--- Reading text ---
For my own part, I have not once seen a player scoop or punch the ball over the DBL, nor a PT awarded, but then again, I'm only approaching 100 games reffed and 1000 experienced (ok, more on both, but not that much), and the closest I can recall was a PT for deliberately knocking the ball into touch by a player on the ground about 3 yards out of goal in 1988.

In other words, you are bullshitting again, because not a single defender in the history of rugby has attempted to NOT ground a ball brought in there deliberately. But I will bow to your experience as to idiocy, should you so wish.
Rushforth, I'm not in the habit of supporting our 'over the ditch' sporting foes, but I think you are seriously out of line with that response. Regardless of what you think of Ian from previous pissing contests you've had with him, that IMO was unnecessary.
---
**Set problem 1:** Count the lines in the listing below that contain the string "wiper", treating uppercase and lowercase as different. Reply with the number alone.
--- Data listing ---
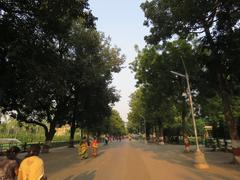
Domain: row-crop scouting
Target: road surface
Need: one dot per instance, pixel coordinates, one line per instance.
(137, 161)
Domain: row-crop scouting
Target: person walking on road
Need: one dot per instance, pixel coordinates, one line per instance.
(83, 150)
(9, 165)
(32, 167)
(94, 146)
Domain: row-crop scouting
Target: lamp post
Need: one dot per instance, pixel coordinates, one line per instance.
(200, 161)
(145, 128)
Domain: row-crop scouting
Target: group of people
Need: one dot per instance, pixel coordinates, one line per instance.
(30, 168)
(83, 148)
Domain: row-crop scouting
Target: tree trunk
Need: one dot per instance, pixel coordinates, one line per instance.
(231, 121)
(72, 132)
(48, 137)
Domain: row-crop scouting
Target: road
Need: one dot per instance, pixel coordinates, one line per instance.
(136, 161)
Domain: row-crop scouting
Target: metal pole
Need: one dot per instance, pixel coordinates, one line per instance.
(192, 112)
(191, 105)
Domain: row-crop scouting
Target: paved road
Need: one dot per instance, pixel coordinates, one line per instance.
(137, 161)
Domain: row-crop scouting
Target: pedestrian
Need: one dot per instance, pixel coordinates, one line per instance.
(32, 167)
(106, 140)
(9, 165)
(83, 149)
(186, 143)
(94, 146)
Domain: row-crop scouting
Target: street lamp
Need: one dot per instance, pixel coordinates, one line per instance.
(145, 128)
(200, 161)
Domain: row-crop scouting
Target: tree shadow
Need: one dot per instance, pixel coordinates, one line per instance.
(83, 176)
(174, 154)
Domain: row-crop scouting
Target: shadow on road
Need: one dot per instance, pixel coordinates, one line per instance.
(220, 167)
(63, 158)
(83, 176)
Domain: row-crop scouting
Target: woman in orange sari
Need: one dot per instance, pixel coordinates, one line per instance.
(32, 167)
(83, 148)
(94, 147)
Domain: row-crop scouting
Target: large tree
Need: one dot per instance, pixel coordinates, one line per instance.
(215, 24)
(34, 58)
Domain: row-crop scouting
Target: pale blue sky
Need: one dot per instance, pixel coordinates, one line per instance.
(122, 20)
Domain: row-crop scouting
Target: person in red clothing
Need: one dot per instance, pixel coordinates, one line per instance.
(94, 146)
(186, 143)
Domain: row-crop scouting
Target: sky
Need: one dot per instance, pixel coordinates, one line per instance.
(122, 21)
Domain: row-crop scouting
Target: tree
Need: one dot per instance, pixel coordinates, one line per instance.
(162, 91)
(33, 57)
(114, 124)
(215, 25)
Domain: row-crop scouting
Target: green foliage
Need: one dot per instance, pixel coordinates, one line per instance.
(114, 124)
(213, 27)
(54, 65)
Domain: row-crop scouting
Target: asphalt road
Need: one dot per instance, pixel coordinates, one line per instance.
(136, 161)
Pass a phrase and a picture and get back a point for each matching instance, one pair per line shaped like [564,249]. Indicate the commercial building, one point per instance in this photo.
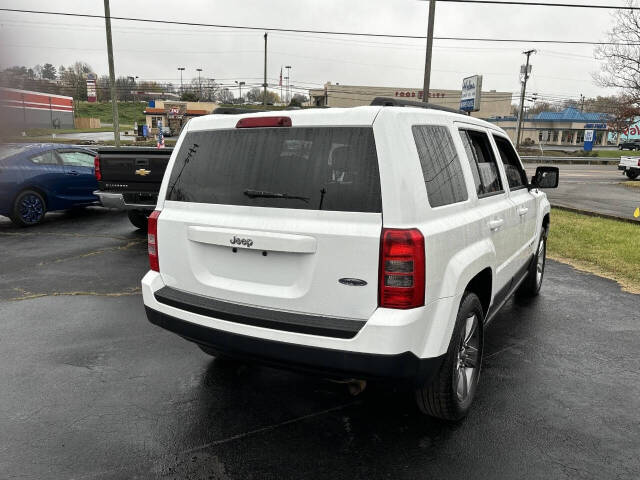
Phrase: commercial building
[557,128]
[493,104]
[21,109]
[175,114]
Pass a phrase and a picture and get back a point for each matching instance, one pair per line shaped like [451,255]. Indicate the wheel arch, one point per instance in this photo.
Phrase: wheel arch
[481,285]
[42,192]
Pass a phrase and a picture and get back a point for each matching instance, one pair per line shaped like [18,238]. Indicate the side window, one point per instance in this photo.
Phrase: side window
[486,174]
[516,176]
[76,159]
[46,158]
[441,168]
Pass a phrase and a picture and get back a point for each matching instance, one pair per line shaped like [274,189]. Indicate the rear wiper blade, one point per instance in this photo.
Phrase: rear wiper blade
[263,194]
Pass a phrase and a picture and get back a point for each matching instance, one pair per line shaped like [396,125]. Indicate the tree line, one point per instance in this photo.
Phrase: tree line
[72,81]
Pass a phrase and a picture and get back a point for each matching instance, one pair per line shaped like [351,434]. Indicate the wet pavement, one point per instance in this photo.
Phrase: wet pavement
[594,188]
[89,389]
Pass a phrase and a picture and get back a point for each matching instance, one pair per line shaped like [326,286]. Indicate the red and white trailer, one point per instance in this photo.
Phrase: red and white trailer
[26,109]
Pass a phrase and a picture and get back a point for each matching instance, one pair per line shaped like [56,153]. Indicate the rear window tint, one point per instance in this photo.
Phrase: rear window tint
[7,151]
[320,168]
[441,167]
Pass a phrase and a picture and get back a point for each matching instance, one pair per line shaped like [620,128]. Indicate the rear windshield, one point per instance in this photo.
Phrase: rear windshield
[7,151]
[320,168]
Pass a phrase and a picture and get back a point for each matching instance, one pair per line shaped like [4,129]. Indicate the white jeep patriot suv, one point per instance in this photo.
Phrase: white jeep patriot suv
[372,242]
---
**Set problem 2:** Write out the rugby discussion above word for word, from "For my own part, I" to "you so wish.".

**Output 1:** 2

**Output 2:**
For my own part, I have not once seen a player scoop or punch the ball over the DBL, nor a PT awarded, but then again, I'm only approaching 100 games reffed and 1000 experienced (ok, more on both, but not that much), and the closest I can recall was a PT for deliberately knocking the ball into touch by a player on the ground about 3 yards out of goal in 1988.

In other words, you are bullshitting again, because not a single defender in the history of rugby has attempted to NOT ground a ball brought in there deliberately. But I will bow to your experience as to idiocy, should you so wish.